> **GEGEBENE ANWEISUNG**:
Führe den nachstehenden Beitrag über mitfühlende Kommunikation im Anschluss an seinen letzten Satz weiter.

> **TEXTAUSSCHNITT**:
------------------------------

Mitgefühl 4

Fortsetzung und Abschluss der Serie: Beispiele wie mitfühlende und gewaltfreie Kommunikation aussieht

4 Min.

Rivka Levy

gepostet auf 03.12.19

Die meisten Menschen reagieren nicht absichtlich grausam, sie sind sich einfach nicht dessen bewusst, dass es einen anderen Weg gibt, auf andere Menschen zu reagieren. Die folgenden Beispiele sollen ganz deutlich vor Augen führen, was der Unterschied ist. Wenn du die Beispiele liest, versetze dich in die Lage der Personen. Halte an und frage dich, wie würdest du reagieren, und wäre das eine mitfühlende Reaktion? Wie würdest du dich fühlen, wenn man so auf dich reagiert? Und frag dich, welche Gespräche es in deinem Leben gibt, in denen Mitgefühl fehlt?

 

 

Der Freund mit Geldnöten

 

Hans hat eine ungute Investition gemacht. Die Schulden sind riesig und das Haus der Familie wird zwangsversteigert. Hans Frau Lisa trifft einige Tage nach dieser Katastrophalen Nachricht ihre Bekannte Anna.

 

Wenn Anna kein Mitgefühl hat, ist ihr die Situation im besten Fall peinlich und sie eilt nach ein paar Worten weiter. Im schlimmsten Fall ist Anna ein neugieriger Typ und fragt ein paar interrogative Fragen und gibt dann einen Kommentar ab wie: "Oh jeh, wie wollt ihr denn all eure schönen Möbel in eine drei-Zimmer-Wohnung quetschen? Und für das Ess-Geschirr von deiner Großmutter ist bestimmt auch kein Platz mehr…" Von diesem Gespräch geht Lisa nach Hause, völlig demoralisiert, verzweifelt, und allein.

 

Eine mitfühlende Anna reagiert anders:

 

1. Sie fragt, wie es Lisa geht, und nimmt sich Zeit, zuzuhören.

2. Sie gibt keine schnellen Lösungen und wenn ihr nur Plattheiten einfallen, zieht sie es vor, zu schweigen. Sie gibt Lisa einfach die Möglichkeit, Last abzulagern. Und wenn Lisa nicht darüber sprechen will, akzeptiert sie es, und zügelt ihre Neugier.

3. Anna versteht, was Lisa jetzt braucht und gibt es ihr: Bestärkung, Verständnis und Freundschaft.

Nach so einem Gespräch geht es Lisa in dieser schrecklichen Situation ein bisschen besser.

------------------------------

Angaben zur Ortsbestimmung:

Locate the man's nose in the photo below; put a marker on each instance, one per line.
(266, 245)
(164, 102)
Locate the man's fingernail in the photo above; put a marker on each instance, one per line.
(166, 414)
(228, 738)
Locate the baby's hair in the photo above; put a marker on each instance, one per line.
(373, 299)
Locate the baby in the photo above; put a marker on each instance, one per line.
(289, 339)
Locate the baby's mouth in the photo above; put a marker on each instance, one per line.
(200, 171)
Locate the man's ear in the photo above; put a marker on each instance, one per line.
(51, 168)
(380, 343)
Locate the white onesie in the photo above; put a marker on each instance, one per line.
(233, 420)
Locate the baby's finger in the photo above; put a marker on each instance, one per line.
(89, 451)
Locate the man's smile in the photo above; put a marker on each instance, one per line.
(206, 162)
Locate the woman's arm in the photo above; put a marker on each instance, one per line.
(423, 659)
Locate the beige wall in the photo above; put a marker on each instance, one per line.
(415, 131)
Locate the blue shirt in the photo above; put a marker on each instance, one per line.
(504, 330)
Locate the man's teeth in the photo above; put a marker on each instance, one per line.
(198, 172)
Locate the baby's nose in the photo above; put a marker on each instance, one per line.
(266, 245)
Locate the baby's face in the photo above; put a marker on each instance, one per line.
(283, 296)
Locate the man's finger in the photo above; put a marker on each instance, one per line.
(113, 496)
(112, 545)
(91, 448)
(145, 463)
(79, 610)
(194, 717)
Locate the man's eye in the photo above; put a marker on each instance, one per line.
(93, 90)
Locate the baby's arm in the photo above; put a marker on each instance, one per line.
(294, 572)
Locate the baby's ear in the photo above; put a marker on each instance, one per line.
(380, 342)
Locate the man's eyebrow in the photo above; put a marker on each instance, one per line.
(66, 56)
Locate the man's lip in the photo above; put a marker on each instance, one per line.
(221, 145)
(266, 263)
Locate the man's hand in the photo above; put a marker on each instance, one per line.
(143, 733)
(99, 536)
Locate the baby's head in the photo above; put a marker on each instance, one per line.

------------------------------

> **ANTWORT ZUR AUFGABE**:
Der Chef

 

David hat einen verantwortungsvollen Job in einer großen Kanzlei. Termine müssen um jeden Preis eingehalten werden. David mag seinen Job und ist gut darin, er hält Termine ein und sein Chef ist sehr zufrieden mit Davids Zuarbeit. Auch heute sitzt David wieder mit seinem Chef an einem wichtigen Deal. Da bekommt David plötzlich einen Anruf: Sein geliebter Vater ist ganz plötzlich und unerwartet gestorben. David muss gehen und sich um die Beerdigung kümmern.

 

Ein Chef ohne Mitgefühl ist sauer, dass David ihn mitten in der Arbeit allein lässt. Natürlich weiß er, dass David nichts dafür kann, dass sein Vater verstorben ist. Trotztdem ist er wütend und lässt es David wissen. Es ist ihm egal, wie es David geht, er fragt nur, wie lange David maximal bleiben kann, ohne die Beerdigung zu verpassen, und wann er wieder zurück ist. Der Chef sieht nur den Stress auf Arbeit, David als Mensch ist ihm egal.

 

Ein mitfühlender Chef reagiert anders.

 

1. Er weiß, dass David eine enge Verbindung zu seinem Vater hatte. Er nimmt David zur Seite und bespricht mit ihm ih Ruhe, wie lange David frei braucht, um sich um alles zu kümmern und seinen Schock und seine Trauer zu überwinden.

2. Ein mitfühlender Chef versteht, dass David nur noch hier ist, weil er ihn nicht plötzlich mit der Arbeit allein lassen will.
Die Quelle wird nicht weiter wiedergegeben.